Print each entry below precisely as shown.

#### Given records

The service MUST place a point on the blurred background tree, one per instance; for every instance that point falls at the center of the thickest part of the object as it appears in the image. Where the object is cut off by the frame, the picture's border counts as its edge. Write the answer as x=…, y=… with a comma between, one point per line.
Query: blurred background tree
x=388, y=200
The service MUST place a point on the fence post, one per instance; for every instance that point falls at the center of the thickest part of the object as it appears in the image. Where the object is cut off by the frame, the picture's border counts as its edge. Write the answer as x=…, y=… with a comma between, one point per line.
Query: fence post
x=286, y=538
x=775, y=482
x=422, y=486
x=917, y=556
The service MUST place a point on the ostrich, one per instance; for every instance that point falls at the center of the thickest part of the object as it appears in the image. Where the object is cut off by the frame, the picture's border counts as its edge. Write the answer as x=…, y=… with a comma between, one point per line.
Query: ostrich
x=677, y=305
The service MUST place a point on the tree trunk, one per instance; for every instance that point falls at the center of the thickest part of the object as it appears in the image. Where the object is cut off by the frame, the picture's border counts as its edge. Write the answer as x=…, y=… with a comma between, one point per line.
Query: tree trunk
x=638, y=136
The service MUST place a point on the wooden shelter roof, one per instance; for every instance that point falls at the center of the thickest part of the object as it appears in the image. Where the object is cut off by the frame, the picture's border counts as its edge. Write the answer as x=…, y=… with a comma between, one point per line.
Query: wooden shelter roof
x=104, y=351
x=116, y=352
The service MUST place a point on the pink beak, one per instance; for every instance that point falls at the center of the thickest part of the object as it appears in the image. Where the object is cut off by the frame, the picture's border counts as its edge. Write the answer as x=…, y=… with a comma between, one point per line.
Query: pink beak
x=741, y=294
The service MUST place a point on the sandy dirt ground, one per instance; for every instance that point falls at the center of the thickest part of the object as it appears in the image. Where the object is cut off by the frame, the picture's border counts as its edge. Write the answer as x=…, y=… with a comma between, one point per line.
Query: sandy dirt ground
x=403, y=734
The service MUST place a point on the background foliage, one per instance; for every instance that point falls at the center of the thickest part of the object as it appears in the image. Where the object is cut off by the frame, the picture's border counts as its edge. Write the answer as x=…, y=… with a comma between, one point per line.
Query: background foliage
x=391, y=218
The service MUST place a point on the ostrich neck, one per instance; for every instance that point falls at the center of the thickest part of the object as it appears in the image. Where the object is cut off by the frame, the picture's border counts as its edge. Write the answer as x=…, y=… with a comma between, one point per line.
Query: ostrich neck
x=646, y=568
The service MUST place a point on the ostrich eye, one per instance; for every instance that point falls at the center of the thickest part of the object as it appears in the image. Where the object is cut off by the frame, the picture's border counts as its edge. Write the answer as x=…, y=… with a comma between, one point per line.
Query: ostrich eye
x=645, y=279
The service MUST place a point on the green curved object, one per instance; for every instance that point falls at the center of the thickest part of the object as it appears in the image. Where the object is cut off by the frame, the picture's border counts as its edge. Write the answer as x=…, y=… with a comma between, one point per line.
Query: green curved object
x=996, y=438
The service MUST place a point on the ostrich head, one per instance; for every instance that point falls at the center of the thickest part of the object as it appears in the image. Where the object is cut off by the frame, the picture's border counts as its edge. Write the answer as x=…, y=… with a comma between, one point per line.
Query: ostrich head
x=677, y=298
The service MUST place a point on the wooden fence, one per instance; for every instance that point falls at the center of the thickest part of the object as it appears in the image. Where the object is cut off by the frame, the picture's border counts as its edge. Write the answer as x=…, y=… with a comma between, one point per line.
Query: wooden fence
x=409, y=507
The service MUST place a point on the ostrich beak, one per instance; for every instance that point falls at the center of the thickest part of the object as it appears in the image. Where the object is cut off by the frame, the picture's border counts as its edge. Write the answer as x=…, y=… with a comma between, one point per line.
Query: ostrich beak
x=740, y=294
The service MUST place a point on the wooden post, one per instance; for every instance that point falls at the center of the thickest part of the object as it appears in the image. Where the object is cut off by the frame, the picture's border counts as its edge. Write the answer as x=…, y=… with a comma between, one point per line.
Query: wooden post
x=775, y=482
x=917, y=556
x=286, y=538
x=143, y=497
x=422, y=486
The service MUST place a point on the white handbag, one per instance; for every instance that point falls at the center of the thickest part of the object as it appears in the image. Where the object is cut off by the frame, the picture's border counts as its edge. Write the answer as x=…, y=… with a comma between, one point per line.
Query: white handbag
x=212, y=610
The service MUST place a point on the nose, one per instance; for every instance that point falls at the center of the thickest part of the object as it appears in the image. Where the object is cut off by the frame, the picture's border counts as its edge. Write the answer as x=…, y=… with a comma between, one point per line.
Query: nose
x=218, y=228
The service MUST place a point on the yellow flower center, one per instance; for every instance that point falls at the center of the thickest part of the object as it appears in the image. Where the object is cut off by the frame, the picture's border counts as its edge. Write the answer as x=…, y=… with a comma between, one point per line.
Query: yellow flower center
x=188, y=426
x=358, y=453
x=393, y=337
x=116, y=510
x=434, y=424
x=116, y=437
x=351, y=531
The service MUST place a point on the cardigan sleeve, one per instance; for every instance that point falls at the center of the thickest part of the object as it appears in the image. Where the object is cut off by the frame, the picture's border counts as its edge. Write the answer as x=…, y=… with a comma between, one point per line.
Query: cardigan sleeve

########

• Response box
The service MUST place a point on the blurred background tree, one per instance; for every instance that point falls at the center of the thickest part of the object as it appears in the image. Where the object is cut off by the frame, the picture's border counts as its edge. Write the answer as x=…, y=… with a comma between, one point per line.
Query: blurred background tree
x=388, y=200
The service MUST place a point on the fence post, one per instance; for every instance that point falls at the center of the thickest part of the object as it appears in the image. Where the object is cut off by the frame, the picture's border counts as its edge. Write the answer as x=…, y=… with a comma between, one point per line.
Query: fence post
x=286, y=538
x=775, y=482
x=422, y=486
x=917, y=556
The service MUST place a point on the ostrich, one per instance; for every instance that point falls at the center of the thickest part of the object as it appears in the image. Where the object is cut off by the frame, the picture's border counts as its edge. Write the answer as x=…, y=… with a comma between, one point per line.
Query: ostrich
x=677, y=305
The service MUST place a point on the tree trunk, one per instance; for every instance that point falls at the center of the thickest part of the object as it appears in the image. Where the object is cut off by the frame, the picture's border counts as its edge. Write the answer as x=…, y=… with a comma between, one point per line.
Query: tree trunk
x=638, y=136
The service MUST place a point on the wooden shelter roof, one per instance; for every instance that point falls at the center of the thickest part of the object as it appears in the image. Where the object is cut off by the frame, the picture's border counts as its edge. Write the answer as x=…, y=… with a comma between, one point per line.
Query: wooden shelter roof
x=104, y=351
x=116, y=352
The service MUST place a point on the pink beak, one per instance; for every instance that point falls at the center of the thickest part of the object as it appears in the image. Where the object is cut off by the frame, the picture's border counts as its edge. Write the answer as x=…, y=… with a comma between, one point per line.
Query: pink beak
x=741, y=294
The service MUST place a point on the sandy dirt ground, one per instance; for every instance that point falls at the center of the thickest part of the object as it appears in the image. Where the object is cut off by the frame, the picture's border counts as its edge. Write the answer as x=…, y=… with a comma between, one point per line.
Query: sandy dirt ground
x=403, y=734
The service MUST place a point on the background foliage, one per instance; for every instance that point falls at the center of the thickest part of the object as it appears in the image. Where the object is cut off by the frame, the picture's border counts as its edge. Write the answer as x=…, y=… with a comma between, one point per line.
Query: background foliage
x=391, y=218
The service MUST place a point on the ostrich neck, one per instance; for every instance that point falls at the center of the thickest part of the object as it appears in the image. Where the object is cut off by the frame, the picture's border counts as its edge. Write the answer as x=…, y=… with a comma between, one point per line.
Query: ostrich neck
x=646, y=568
The service MUST place a point on the ostrich eye, one per instance; for every instance that point falls at the center of the thickest part of the object as it appears in the image. Where the object is cut off by the frame, the picture's border counts as its edge. Write the answer as x=…, y=… with a comma between, one point per line.
Query: ostrich eye
x=645, y=279
The service MUST place a point on the green curved object, one per instance; for every instance that point falls at the center of the thickest part of the object as it appears in the image. Where the object is cut off by the frame, the picture's border counts as its edge. Write the answer as x=…, y=… with a comma between, one point per line.
Query: green curved object
x=996, y=438
The service MUST place a point on the ostrich head, one per instance; for every instance that point falls at the center of the thickest part of the object as it appears in the image. Where the object is cut off by the frame, the picture's border counts as its edge. Write the answer as x=…, y=… with a comma between, one point per line.
Query: ostrich head
x=677, y=298
The service MUST place a point on the wooden fence, one per instance; for every instance that point falls at the center of the thickest part of the object as it appears in the image. Where the object is cut off by the frame, the picture's border counts as its edge. Write the answer as x=…, y=… with a comma between, one point per line.
Query: wooden fence
x=409, y=507
The service MUST place a point on the ostrich beak, one per instance; for every instance that point falls at the center of the thickest part of the object as it appears in the image. Where the object is cut off by the frame, the picture's border counts as its edge. Write the answer as x=…, y=… with a comma between, one point per line.
Query: ostrich beak
x=740, y=294
The service MUST place a point on the wooden post, one per instance; for every instance that point falls at the center of the thickest part of the object as it appears in the image. Where the object is cut off by the frame, the picture's border counts as its edge. Write the answer as x=…, y=… with a comma between, one point per line.
Query: wooden post
x=775, y=482
x=917, y=556
x=286, y=538
x=143, y=497
x=422, y=486
The service MUST place a point on the white handbag, one per instance; for every instance that point falls at the center of the thickest part of the object as it appears in the image. Where the object is cut off by the frame, the picture's border counts as its edge. Write the answer as x=…, y=… with a comma between, one point per line.
Query: white handbag
x=212, y=610
The service MUST place a point on the nose, one per instance; for every instance that point falls at the center of the thickest part of the object as it appears in the image. Where the object is cut off by the frame, the picture's border counts as its edge. Write the answer as x=…, y=… with a comma between, one point per line.
Query: nose
x=218, y=228
The service MUST place a point on the yellow flower center, one per instance; for every instance that point falls at the center of the thickest part of the object as it appears in the image. Where the object is cut off by the frame, the picture's border counts as its edge. Write the answer as x=…, y=… with a comma between, one point per line.
Query: yellow flower center
x=188, y=426
x=358, y=453
x=393, y=337
x=116, y=510
x=434, y=424
x=116, y=437
x=351, y=531
The service MUST place a point on the cardigan sleeve, one per instance; for every instance that point falls at the center of the thickest part of the object as it appears in the image. Where the object is cut off by the frame, the picture's border counts as its edge. Write the answer as x=…, y=… with a comma between, one point per line.
Query: cardigan sleeve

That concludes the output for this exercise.